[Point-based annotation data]
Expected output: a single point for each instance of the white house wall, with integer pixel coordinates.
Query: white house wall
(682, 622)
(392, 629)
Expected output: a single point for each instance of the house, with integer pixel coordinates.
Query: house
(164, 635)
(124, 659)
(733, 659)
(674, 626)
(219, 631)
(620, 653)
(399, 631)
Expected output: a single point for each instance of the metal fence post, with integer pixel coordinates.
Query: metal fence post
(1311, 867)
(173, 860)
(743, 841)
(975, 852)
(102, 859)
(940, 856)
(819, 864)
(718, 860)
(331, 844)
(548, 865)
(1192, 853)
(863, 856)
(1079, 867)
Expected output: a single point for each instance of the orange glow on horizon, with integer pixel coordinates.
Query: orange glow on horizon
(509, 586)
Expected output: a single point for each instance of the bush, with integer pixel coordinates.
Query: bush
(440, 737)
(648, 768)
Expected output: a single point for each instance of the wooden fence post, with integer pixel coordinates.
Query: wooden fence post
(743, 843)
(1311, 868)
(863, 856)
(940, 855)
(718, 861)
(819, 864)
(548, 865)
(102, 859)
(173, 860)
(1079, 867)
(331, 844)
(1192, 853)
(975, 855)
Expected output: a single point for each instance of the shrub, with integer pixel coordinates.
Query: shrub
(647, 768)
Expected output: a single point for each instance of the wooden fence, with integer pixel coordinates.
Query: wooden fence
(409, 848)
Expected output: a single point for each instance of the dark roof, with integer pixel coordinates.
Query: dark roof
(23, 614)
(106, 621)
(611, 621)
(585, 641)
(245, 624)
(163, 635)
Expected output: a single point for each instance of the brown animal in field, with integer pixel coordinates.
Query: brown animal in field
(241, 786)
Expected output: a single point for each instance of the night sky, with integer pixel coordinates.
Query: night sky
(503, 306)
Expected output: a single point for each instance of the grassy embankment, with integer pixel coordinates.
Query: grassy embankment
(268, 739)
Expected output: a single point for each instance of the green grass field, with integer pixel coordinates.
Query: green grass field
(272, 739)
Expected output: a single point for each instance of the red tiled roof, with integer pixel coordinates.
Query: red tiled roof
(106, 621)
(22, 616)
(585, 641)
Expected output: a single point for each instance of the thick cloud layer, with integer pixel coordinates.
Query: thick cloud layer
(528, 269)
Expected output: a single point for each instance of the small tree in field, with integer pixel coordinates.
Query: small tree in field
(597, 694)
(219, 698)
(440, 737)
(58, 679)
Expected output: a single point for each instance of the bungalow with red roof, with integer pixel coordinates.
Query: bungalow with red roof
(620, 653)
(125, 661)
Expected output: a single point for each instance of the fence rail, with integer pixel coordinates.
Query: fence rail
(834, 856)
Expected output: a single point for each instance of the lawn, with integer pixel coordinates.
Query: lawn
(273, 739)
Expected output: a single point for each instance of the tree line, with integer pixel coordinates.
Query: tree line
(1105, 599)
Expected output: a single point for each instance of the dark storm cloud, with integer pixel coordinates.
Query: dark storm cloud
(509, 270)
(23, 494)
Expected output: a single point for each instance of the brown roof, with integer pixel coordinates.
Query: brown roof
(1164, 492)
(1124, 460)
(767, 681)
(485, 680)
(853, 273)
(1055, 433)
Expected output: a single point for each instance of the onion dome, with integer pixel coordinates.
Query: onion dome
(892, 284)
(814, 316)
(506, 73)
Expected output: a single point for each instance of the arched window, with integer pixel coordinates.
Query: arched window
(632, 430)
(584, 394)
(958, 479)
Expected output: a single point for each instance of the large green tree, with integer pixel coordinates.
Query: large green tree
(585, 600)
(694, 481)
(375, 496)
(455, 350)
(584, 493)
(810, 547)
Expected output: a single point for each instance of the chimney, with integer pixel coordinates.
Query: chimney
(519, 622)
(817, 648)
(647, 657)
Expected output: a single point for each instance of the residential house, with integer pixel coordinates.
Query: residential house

# TASK PROMPT
Copy out all of the entries above, word for word and line for line.

# RESULT OF THIS TASK
Expected output: a single point for each instance of the white house wall, with integer pixel coordinates.
Query: white house wall
(682, 622)
(392, 629)
Expected output: a single point for each instance of the house, with integer pixel coordinates.
Query: house
(164, 635)
(124, 659)
(733, 659)
(674, 626)
(219, 631)
(620, 653)
(399, 631)
Expected output: a single point for each instance of the metal fence post, with integer pixel coordinates.
Query: metal fence post
(1311, 867)
(173, 860)
(743, 841)
(975, 852)
(102, 859)
(940, 856)
(819, 864)
(718, 860)
(331, 844)
(548, 865)
(1192, 853)
(863, 856)
(1079, 867)
Expected output: a single point for each instance of the orange glow on horizon, with integer pixel coordinates.
Query: orange glow on horizon
(509, 586)
Expected output: a single point for each instance of the bush, with integer pixel coordinates.
Query: bush
(440, 737)
(648, 768)
Expected output: a single point for each instance of the wooden fence post, with integer pixel coordinates.
Query: wooden fence post
(743, 843)
(1311, 868)
(863, 856)
(940, 855)
(718, 861)
(819, 864)
(548, 865)
(102, 859)
(173, 860)
(1079, 867)
(331, 844)
(1192, 853)
(975, 855)
Expected output: a single point for each instance of the shrub, with integer pixel coordinates.
Query: shrub
(647, 768)
Expected output: a single point for each instance of the wooden fence, with integer pixel coordinates.
Query: wooden fence
(409, 848)
Expected output: a single point for each instance of the dark roof, with integer pixel coordinates.
Query: dark roof
(23, 614)
(106, 621)
(611, 621)
(585, 641)
(245, 624)
(163, 635)
Expected output: a single point for each instance of the brown animal in field, with integer pixel coordinates.
Query: brown animal in field
(241, 786)
Expected output: a single point for each instance of the night sky, with integer pixel coordinates.
Query: night sky
(503, 306)
Expected output: a single point for each instance of the grassy embankment, with integer pixel coordinates.
Query: grassy embankment
(268, 739)
Expected output: a single point for each instance of the green grass field, with integer pixel coordinates.
Query: green grass field
(272, 739)
Expected output: a single point for each instance of the red tiled roof, with integer pixel coordinates.
Query: red tiled roof
(106, 621)
(22, 616)
(585, 641)
Expected output: a single point for each instance of the thick cloud layer, with integer pixel coordinates.
Query: thick cloud layer
(528, 269)
Expected output: a single point for each instance of the small tree in field, with integer pixel coordinates.
Query: small tree in field
(597, 694)
(219, 698)
(440, 737)
(58, 679)
Expected output: a single point for each instance of the bungalow with red roof, with integer pixel coordinates.
Query: bungalow with red roof
(620, 653)
(125, 661)
Expected output: a single point for each instance of the fence rail, with integer pixel coordinates.
Query: fence rail
(834, 856)
Expected output: a single point for each instance of the lawn, with integer pixel coordinates.
Query: lawn
(273, 739)
Expected output: a single point for each instance of the tree line, with integer pixel coordinates.
Query: tree line
(1105, 599)
Expected output: a single point for each instance of the dark storm cloud, with integer pixel coordinates.
Query: dark storm cloud
(509, 270)
(23, 494)
Expected output: a single point for each instance of the brown roof, with integer pixel coordinates.
Query: brown roof
(1164, 492)
(1124, 460)
(767, 681)
(485, 680)
(853, 273)
(1055, 433)
Expected output: a single point for each instance of the onion dome, with integer pixel coordinates.
Query: onion dome
(892, 284)
(814, 316)
(506, 73)
Expected output: a single point for each instance of the arched window, with integer pixel coordinates.
Query: arched window
(632, 430)
(584, 394)
(958, 479)
Expected output: a single point for each instance of the large green tree, with integer pixel coordinates.
Query: large green tree
(585, 600)
(694, 481)
(375, 496)
(455, 350)
(584, 493)
(810, 547)
Expected output: a single point for each instance of the chimney, with integer pixel coordinates.
Query: chimney
(519, 622)
(817, 648)
(647, 657)
Expected output: a single point for each instance of the residential house, with integer pixel coordinates.
Query: residential house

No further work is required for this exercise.